_Your task_: Pull out each row below that contains the string "plaid" and copy every one of them in full.

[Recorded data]
-- START --

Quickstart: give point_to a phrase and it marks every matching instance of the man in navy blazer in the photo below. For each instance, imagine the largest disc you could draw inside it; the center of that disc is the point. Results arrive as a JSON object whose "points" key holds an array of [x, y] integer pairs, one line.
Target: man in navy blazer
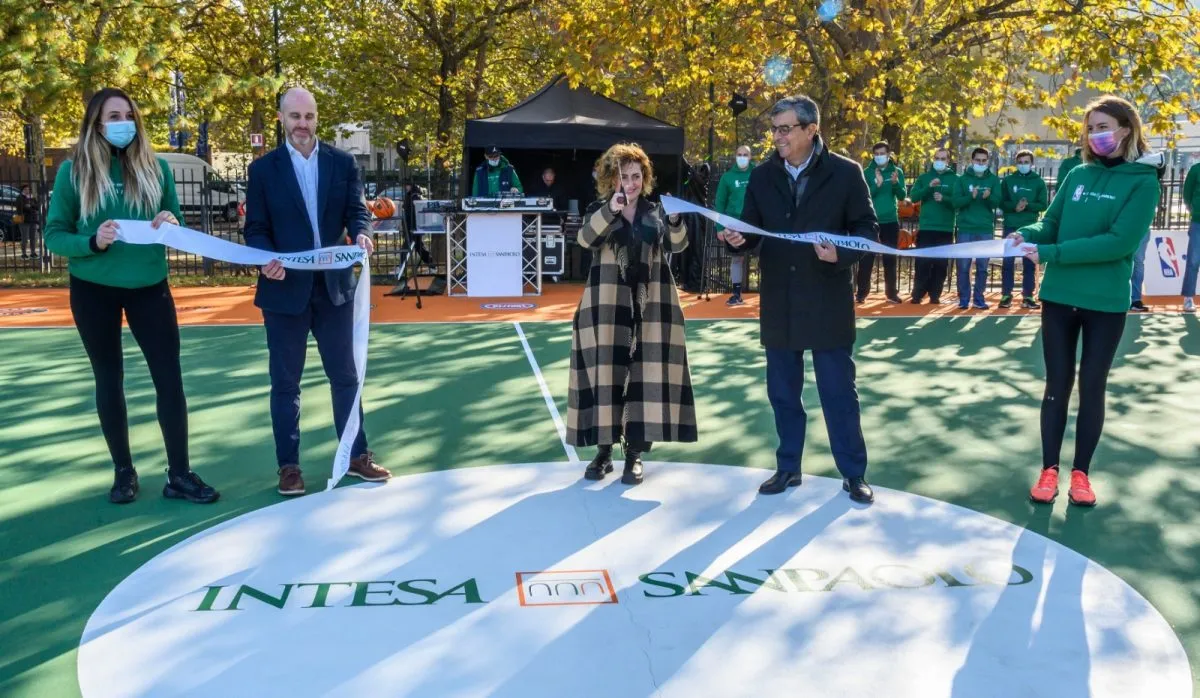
{"points": [[305, 196]]}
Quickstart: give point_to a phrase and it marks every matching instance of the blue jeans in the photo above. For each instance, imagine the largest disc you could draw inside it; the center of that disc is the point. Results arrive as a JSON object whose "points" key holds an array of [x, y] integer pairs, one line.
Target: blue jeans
{"points": [[964, 266], [1139, 269], [839, 401], [1008, 274], [1192, 260]]}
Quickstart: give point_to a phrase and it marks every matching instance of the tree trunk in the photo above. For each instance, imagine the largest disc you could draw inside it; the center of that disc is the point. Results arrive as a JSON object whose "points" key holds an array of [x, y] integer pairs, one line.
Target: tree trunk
{"points": [[445, 122], [892, 131]]}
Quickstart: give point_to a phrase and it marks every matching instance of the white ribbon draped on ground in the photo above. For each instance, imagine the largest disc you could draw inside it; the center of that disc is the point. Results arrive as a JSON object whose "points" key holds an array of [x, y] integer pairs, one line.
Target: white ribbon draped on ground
{"points": [[327, 258], [958, 251]]}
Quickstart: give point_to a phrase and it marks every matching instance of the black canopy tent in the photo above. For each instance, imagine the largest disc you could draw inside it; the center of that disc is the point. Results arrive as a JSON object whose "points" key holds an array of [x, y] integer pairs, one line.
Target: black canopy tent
{"points": [[569, 128]]}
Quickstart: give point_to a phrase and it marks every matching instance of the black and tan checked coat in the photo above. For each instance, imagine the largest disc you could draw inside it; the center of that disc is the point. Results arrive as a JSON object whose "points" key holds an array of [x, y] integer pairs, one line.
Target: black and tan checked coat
{"points": [[629, 359]]}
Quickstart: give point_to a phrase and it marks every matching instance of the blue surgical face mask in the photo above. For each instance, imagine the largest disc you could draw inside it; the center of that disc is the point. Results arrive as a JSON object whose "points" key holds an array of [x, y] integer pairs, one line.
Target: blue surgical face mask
{"points": [[120, 133]]}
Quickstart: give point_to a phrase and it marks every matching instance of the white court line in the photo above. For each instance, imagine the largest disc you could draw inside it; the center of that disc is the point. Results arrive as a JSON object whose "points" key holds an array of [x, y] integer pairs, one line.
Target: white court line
{"points": [[545, 393]]}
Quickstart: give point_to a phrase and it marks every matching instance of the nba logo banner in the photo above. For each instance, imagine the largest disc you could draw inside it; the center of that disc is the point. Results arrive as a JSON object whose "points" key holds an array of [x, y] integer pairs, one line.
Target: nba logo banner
{"points": [[1167, 257]]}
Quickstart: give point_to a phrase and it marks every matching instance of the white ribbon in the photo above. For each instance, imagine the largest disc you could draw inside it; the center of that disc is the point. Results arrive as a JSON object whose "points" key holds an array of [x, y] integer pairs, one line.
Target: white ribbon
{"points": [[981, 248], [341, 257]]}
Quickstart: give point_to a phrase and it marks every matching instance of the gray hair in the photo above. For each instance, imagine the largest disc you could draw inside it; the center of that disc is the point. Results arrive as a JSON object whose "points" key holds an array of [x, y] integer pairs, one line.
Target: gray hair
{"points": [[807, 110]]}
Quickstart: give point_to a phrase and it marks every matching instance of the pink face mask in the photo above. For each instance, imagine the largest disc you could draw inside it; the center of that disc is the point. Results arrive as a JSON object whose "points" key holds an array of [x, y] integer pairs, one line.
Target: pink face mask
{"points": [[1103, 143]]}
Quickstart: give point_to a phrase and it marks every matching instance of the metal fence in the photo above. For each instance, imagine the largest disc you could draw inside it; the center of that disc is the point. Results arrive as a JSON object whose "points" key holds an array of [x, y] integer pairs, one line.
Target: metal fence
{"points": [[209, 202]]}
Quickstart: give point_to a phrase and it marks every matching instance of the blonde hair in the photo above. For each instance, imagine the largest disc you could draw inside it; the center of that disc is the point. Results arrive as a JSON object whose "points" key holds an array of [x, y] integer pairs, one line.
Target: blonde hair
{"points": [[93, 158], [616, 157], [1134, 145]]}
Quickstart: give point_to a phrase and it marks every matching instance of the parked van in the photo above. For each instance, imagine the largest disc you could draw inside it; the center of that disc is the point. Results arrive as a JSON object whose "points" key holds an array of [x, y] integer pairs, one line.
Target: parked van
{"points": [[199, 188]]}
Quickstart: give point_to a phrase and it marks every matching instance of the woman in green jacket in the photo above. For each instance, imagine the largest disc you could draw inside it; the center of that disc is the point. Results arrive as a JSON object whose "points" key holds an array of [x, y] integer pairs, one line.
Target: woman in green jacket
{"points": [[113, 174], [1087, 239]]}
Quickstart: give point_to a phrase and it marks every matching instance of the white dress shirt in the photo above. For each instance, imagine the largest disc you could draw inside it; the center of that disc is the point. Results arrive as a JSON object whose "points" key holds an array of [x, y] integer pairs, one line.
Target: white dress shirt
{"points": [[306, 175]]}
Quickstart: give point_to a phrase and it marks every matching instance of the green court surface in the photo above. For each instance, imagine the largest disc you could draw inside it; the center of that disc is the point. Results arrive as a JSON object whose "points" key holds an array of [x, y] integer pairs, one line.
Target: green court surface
{"points": [[949, 411]]}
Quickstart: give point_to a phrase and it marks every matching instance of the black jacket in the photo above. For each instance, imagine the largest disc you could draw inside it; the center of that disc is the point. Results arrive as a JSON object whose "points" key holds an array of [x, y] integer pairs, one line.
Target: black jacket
{"points": [[805, 302]]}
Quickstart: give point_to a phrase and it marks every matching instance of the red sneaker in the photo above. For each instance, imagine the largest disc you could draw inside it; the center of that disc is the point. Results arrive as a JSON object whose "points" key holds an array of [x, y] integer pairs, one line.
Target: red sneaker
{"points": [[1080, 492], [1047, 489]]}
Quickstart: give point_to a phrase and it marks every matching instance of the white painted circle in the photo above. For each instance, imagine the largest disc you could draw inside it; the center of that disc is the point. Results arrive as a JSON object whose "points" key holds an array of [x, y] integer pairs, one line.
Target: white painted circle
{"points": [[903, 599]]}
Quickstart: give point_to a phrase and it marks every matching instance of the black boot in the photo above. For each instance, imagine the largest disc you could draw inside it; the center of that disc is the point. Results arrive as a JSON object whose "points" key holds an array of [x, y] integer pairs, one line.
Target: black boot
{"points": [[633, 474], [600, 465], [125, 486], [189, 486]]}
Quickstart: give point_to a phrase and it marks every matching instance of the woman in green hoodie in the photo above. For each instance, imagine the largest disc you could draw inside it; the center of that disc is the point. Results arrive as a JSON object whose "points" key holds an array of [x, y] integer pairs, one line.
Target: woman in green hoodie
{"points": [[113, 174], [1087, 239]]}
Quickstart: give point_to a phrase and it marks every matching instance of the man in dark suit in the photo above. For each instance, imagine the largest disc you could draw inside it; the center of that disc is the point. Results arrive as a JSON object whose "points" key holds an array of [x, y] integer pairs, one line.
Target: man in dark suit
{"points": [[305, 196], [807, 298]]}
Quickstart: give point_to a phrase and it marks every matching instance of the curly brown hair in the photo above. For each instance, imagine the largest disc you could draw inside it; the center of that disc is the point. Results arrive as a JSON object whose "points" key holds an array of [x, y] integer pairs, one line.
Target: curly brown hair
{"points": [[610, 163]]}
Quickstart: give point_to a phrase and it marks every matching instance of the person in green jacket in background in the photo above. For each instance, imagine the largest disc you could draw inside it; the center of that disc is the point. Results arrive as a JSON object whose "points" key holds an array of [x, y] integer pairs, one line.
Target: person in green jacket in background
{"points": [[934, 190], [885, 180], [1025, 196], [113, 174], [731, 192], [1192, 260], [976, 198], [1086, 240]]}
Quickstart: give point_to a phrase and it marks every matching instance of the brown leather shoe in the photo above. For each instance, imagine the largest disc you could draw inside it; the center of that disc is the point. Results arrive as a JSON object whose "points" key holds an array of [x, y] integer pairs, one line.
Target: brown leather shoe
{"points": [[291, 483], [367, 469]]}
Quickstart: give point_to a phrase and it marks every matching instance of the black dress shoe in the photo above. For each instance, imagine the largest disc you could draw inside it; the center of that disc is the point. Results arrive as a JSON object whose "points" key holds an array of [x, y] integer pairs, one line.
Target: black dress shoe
{"points": [[633, 474], [780, 481], [858, 489], [599, 465], [125, 486], [189, 486]]}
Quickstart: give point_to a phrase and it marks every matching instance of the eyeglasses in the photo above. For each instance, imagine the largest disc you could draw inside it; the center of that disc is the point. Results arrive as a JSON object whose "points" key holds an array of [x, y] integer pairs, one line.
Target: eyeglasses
{"points": [[785, 128]]}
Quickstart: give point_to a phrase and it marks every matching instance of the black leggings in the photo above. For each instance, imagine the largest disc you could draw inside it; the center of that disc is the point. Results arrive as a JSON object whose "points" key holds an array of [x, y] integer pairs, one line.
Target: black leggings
{"points": [[1061, 328], [150, 313]]}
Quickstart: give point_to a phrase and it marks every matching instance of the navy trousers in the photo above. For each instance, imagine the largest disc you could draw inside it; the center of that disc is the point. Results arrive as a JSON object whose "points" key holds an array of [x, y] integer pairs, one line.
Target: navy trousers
{"points": [[839, 402]]}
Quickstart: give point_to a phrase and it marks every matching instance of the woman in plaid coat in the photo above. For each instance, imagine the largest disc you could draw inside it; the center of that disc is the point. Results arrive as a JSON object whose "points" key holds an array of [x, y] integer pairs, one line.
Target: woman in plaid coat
{"points": [[629, 360]]}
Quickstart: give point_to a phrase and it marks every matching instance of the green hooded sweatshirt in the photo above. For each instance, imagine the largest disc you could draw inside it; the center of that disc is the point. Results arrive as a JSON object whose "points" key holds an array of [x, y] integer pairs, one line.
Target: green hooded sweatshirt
{"points": [[1091, 230], [935, 216], [1030, 187], [885, 196], [977, 214], [123, 265], [731, 192]]}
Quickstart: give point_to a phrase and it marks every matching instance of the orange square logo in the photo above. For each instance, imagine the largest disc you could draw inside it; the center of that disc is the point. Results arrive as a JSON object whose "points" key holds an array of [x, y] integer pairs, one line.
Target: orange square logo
{"points": [[565, 588]]}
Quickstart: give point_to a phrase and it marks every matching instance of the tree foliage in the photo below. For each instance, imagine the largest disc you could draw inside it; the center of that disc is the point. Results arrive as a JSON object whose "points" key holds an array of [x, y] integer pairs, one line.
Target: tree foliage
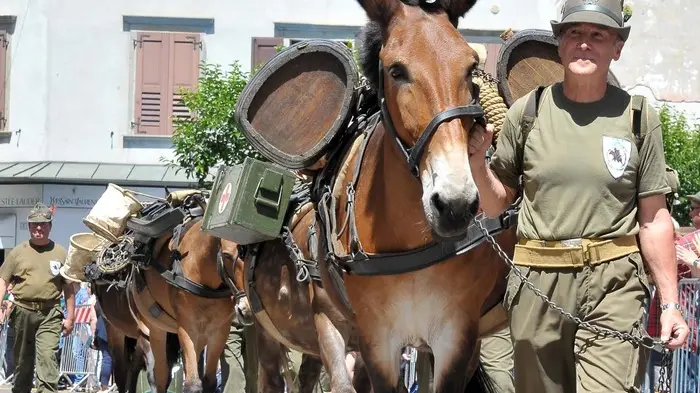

-- END --

_Output of the task_:
Quickstart: give point_to a phrase and it marks every matching instance of the woman in plaid coat in the photo above. For each instance, imagine the largest disc you could draw inside it; the center of that disc is the point. Results arrive as a JSON object whose "points" key holds an array of [x, y] integer pairs, one line.
Target: woman in plaid coat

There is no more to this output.